◆ Activity ◆
Make a word-for-word copy of the entries below from their first line through the line with "Definition for annotators: for every instance of the rough", and add nothing.

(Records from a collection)
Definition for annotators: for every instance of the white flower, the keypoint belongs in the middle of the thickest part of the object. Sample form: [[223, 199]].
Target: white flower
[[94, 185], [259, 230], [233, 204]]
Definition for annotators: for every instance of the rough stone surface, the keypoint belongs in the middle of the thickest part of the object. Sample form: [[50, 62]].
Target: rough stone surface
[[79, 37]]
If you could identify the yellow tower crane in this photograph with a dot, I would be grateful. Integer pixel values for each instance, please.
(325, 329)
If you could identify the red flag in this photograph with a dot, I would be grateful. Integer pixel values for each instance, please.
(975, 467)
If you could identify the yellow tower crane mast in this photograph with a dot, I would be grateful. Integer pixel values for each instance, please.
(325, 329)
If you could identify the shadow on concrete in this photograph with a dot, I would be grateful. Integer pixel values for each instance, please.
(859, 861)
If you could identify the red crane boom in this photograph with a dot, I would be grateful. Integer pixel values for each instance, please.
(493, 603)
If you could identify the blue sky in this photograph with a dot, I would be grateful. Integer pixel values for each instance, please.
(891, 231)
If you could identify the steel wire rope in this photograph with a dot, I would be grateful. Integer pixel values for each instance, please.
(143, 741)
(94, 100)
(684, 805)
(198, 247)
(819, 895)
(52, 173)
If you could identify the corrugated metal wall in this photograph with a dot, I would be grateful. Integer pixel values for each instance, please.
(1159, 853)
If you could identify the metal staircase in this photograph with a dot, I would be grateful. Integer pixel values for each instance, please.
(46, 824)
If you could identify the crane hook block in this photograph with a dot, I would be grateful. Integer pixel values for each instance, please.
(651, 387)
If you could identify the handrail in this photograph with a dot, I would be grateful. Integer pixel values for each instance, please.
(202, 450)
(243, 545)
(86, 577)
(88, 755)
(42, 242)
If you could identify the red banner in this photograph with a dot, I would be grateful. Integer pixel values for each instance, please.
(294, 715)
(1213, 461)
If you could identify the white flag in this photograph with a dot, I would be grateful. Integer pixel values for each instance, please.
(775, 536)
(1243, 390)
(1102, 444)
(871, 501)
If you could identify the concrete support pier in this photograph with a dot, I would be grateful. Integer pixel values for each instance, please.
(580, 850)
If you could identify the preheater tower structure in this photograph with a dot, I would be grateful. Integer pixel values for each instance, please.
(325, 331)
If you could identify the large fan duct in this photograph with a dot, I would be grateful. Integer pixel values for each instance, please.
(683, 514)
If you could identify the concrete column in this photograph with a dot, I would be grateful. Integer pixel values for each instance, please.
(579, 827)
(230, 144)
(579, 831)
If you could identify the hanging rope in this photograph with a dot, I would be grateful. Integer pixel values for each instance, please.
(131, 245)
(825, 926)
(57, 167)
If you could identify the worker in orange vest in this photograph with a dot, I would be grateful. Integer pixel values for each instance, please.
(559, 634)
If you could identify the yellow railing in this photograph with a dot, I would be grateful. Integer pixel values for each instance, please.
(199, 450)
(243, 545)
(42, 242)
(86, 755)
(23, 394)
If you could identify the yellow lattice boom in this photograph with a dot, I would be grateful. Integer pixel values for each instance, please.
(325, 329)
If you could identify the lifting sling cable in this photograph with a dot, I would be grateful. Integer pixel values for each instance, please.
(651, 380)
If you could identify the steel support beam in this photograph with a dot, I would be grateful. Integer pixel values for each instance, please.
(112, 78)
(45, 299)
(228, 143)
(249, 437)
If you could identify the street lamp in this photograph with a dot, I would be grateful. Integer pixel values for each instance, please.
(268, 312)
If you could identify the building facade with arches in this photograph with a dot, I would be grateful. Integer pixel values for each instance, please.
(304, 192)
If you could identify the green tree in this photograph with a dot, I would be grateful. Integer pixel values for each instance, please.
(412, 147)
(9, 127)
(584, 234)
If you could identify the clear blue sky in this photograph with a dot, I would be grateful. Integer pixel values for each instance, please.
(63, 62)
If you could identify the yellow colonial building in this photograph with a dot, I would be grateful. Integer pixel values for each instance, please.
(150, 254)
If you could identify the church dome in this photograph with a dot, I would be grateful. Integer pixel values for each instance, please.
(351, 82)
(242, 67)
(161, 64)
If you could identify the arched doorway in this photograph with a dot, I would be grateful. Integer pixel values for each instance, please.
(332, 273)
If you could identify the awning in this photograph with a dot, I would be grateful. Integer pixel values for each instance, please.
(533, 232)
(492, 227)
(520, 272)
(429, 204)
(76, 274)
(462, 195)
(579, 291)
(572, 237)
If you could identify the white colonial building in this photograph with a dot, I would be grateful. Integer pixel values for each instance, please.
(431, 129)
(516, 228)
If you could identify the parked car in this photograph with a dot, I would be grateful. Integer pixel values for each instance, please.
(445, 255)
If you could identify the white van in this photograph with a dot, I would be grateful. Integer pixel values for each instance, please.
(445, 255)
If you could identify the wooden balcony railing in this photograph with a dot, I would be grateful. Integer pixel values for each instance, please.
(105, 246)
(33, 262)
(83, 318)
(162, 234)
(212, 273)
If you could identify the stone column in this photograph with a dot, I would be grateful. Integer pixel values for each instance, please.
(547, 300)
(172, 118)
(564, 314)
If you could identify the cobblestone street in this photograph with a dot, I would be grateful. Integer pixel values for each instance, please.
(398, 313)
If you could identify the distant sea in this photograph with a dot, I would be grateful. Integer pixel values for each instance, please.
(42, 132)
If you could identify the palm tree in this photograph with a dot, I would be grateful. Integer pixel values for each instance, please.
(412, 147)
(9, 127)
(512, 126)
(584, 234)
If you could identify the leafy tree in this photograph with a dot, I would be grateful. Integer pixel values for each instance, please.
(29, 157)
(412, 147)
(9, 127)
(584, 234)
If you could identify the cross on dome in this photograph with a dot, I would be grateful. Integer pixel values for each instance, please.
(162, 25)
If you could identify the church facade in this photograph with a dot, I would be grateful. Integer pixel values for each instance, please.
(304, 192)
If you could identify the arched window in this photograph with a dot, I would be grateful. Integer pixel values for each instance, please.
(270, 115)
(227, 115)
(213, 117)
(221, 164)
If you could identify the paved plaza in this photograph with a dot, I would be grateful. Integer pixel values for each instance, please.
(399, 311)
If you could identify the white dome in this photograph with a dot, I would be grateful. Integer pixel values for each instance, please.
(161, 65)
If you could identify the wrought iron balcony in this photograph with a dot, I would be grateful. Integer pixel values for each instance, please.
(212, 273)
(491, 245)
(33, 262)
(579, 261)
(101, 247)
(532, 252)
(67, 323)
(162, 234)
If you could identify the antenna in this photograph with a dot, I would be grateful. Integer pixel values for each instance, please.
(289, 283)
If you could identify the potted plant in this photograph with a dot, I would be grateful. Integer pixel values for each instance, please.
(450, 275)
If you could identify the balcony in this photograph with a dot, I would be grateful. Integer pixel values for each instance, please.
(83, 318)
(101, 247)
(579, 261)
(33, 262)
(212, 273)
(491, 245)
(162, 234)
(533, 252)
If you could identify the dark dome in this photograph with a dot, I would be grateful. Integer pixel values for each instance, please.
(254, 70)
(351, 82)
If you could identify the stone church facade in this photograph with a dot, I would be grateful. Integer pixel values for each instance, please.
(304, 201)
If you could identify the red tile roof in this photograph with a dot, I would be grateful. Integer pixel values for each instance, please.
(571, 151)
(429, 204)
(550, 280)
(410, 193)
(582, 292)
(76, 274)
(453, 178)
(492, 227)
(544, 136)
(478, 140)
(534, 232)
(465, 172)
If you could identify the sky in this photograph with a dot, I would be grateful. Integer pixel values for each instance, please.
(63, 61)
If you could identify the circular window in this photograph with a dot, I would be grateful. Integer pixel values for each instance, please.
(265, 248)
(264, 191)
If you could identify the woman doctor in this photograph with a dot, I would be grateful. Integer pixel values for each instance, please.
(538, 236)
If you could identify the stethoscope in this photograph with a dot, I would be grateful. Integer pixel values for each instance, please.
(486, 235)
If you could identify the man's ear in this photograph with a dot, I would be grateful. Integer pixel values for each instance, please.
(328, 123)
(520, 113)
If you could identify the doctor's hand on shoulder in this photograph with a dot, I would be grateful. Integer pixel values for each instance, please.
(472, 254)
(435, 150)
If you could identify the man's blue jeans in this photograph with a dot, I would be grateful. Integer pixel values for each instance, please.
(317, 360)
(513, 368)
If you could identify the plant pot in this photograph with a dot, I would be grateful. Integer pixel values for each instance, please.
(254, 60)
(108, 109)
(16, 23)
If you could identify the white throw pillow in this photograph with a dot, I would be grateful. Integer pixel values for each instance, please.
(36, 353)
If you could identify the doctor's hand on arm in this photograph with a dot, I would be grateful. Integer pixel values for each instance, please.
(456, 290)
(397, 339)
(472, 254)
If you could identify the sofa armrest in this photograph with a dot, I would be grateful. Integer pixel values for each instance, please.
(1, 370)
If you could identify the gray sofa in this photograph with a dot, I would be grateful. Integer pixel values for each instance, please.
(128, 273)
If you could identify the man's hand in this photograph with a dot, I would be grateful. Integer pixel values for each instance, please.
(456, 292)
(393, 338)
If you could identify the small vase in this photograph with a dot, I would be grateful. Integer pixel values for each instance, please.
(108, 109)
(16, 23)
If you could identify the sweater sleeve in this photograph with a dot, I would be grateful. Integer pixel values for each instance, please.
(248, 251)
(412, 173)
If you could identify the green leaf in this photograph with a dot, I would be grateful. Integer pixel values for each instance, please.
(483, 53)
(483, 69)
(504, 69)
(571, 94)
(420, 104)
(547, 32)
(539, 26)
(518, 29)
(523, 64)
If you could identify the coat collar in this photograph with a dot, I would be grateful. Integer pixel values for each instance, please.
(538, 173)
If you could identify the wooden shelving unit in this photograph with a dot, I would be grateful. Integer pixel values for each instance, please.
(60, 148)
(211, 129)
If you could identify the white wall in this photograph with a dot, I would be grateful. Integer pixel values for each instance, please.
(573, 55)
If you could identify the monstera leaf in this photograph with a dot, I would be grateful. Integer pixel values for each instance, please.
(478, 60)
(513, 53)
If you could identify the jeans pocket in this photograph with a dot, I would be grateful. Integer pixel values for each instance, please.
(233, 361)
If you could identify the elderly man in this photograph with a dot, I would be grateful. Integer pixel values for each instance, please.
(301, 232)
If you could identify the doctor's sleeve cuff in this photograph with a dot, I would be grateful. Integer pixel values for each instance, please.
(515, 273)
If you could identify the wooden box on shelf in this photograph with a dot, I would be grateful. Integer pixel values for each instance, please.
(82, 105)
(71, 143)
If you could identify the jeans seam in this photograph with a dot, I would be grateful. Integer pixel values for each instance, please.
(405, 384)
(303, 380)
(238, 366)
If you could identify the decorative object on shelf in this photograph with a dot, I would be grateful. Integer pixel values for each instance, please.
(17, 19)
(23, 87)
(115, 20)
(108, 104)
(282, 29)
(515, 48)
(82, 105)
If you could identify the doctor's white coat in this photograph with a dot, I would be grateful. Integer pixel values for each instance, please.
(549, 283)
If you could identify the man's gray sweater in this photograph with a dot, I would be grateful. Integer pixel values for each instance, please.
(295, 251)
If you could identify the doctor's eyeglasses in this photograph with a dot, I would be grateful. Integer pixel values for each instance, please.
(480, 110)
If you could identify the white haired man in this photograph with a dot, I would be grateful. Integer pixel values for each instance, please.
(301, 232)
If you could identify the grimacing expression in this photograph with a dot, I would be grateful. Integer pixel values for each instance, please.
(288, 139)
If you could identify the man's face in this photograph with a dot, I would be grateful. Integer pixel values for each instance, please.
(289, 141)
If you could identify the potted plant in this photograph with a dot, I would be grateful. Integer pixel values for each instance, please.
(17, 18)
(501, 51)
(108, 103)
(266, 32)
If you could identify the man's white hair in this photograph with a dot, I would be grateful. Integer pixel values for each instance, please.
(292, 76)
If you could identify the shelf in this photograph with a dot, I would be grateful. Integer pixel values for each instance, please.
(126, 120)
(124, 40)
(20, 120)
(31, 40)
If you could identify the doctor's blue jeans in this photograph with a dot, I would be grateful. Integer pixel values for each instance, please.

◆ Exercise output ◆
Definition for annotators: for every instance of the white flower, the keypoint belongs in the middle of the thickest part of the object. Sample form: [[223, 199]].
Target: white flower
[[94, 185], [259, 230], [233, 204]]
Definition for annotators: for every instance of the rough stone surface, the keypoint belongs in the middle of the thickest part of the object. Sample form: [[50, 62]].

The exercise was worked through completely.